**Task details:**
Could you return the whole listing, character for character?

____ Raw data

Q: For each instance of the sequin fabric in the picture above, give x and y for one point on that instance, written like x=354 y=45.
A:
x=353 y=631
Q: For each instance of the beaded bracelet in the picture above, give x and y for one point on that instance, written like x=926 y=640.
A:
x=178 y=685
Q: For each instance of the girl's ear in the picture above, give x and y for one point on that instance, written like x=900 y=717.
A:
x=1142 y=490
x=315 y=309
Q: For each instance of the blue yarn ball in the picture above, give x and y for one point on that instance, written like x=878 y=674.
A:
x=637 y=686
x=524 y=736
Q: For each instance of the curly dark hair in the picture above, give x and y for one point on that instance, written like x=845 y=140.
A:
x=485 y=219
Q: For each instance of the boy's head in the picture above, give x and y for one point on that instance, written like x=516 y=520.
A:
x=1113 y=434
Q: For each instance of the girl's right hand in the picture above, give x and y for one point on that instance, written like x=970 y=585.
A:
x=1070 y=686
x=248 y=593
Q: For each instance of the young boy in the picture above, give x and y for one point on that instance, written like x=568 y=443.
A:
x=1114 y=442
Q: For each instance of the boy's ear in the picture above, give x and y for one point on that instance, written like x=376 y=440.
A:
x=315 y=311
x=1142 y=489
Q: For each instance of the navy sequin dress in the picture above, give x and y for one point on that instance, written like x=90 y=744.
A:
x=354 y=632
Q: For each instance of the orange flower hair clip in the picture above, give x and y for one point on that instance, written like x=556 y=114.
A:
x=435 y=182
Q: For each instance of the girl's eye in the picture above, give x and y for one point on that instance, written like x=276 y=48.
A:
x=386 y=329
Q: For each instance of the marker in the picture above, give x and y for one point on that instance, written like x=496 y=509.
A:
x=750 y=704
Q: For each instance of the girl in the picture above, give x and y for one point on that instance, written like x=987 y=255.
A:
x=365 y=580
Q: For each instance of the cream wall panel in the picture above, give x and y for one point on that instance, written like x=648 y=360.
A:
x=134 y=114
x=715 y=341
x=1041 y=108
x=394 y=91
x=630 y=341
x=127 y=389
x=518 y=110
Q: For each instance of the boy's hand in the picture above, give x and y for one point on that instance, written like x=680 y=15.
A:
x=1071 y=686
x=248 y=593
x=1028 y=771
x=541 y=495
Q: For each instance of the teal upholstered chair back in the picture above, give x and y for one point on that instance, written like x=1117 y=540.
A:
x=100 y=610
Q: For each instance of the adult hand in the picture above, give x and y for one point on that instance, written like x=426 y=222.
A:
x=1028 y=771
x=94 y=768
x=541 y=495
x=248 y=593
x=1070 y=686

________

**Exercise solution:**
Q: For each instance of the sequin fabric in the picture above, give x and y for one point on that instance, written like x=354 y=45.
A:
x=353 y=631
Q: For each instance of the beaded bracelet in the picture above, give x and y for one point on that instance, written like x=926 y=640.
A:
x=178 y=685
Q: For each instance of the girl's ear in the picture above, give x and y for one point on that instance, written like x=900 y=717.
A:
x=1142 y=490
x=315 y=309
Q: For each instance of the blue yarn ball in the picture above, give x and y for one point on that instance, written like x=878 y=674.
A:
x=637 y=686
x=524 y=736
Q: For each instance of the curly dark hair in the picture above, give x and y for one point on that instance, written like x=845 y=140.
A:
x=485 y=219
Q: For each instance of the boy's head in the picture above, give x and y for one point on that instance, written like x=516 y=520.
A:
x=1113 y=434
Q: For each instance of the girl's right hand in the picture above, give x and y for one point on that instance, written like x=970 y=585.
A:
x=1070 y=686
x=248 y=593
Q: For each instance of the young boy in the picture above, give x and y for one point on that instance, written like x=568 y=443.
A:
x=1114 y=442
Q: For each instance of the boy's ear in the picture above, give x and y for one point on that instance, written like x=376 y=440.
A:
x=315 y=311
x=1142 y=489
Q: For each instance of the navy sequin dress in the picture above, give x and y for one point on that instance, written like x=90 y=744.
A:
x=354 y=632
Q: For each instance of the orange flower hair clip in the picture above, give x and y for one point on that instance, written like x=556 y=114.
A:
x=435 y=182
Q: For each instance of the girl's eye in the picture above, give x and y for one point on that instance, written like x=276 y=48.
A:
x=386 y=329
Q: For each instance of the marker in the picture above, give x and y for one point on that instance, written like x=496 y=509.
A:
x=750 y=704
Q: For each instance of the girl in the picture above, give x and y for one point on that instance, written like x=987 y=255.
A:
x=365 y=580
Q: For each instance of the cream wall panel in the picture above, give x and y for one point on that instance, written like x=648 y=360.
A:
x=134 y=114
x=715 y=341
x=1041 y=108
x=394 y=91
x=630 y=341
x=127 y=389
x=518 y=110
Q: For each instance of the boy's hand in the picture above, give x and y for one point on that instance, written like x=680 y=15.
A:
x=1071 y=686
x=248 y=593
x=1028 y=771
x=541 y=495
Q: For each instance of the teal upholstered chair back in the picture above, give x and y for one point on that instance, written like x=1117 y=540.
A:
x=100 y=610
Q: For each instance of the adult hand in the picture above, give x and y for one point on that instance, written like x=426 y=222.
A:
x=1028 y=771
x=94 y=768
x=541 y=495
x=248 y=593
x=1070 y=686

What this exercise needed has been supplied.